Позиции, перечисленные в наборе данных:
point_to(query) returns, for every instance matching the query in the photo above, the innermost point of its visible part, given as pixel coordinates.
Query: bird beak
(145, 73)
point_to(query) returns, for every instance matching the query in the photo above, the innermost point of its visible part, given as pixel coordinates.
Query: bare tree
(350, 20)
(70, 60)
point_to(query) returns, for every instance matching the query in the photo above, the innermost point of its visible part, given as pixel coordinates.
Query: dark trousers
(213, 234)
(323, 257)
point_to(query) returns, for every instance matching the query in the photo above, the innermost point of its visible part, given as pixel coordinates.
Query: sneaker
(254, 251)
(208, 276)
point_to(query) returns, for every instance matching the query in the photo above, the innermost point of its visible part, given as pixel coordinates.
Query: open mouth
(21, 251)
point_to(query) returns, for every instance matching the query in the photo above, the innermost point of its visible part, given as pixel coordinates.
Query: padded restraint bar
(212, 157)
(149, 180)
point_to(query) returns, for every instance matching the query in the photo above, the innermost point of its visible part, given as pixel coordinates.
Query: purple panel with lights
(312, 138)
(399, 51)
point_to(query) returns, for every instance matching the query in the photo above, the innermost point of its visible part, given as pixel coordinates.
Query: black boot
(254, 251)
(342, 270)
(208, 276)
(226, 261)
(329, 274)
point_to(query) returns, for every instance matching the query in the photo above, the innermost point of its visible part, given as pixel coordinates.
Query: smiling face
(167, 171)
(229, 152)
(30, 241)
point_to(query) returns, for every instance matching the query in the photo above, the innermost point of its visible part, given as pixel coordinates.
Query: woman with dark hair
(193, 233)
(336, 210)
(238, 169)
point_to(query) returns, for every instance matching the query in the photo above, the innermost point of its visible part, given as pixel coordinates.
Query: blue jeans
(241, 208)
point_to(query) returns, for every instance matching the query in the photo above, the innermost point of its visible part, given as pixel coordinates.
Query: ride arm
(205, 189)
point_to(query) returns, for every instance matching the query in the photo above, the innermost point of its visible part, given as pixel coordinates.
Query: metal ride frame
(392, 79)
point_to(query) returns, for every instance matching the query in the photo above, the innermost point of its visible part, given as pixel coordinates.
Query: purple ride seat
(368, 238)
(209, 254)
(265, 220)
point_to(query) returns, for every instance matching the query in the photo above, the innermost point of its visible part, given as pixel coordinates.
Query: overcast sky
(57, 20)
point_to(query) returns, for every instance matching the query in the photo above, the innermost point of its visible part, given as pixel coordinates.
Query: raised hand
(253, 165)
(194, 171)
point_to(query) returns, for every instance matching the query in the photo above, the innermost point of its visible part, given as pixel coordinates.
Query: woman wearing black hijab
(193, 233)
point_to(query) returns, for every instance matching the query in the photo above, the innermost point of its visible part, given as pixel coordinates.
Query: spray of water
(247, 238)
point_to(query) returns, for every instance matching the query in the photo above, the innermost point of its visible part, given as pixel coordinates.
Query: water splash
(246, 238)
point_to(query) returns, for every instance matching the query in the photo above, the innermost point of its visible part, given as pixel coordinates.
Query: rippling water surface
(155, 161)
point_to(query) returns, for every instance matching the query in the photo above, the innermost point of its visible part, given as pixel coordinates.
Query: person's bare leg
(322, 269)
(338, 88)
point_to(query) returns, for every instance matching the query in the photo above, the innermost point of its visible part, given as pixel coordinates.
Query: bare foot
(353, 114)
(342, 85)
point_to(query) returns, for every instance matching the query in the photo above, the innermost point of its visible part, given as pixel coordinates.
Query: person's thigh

* [ЗАДАНИЕ]:
Подсчитайте, в скольких строках выше встречается слово «bare», учитывая регистр букв. В ответе укажите только число.

* [ГОТОВОЕ РЕШЕНИЕ]:
3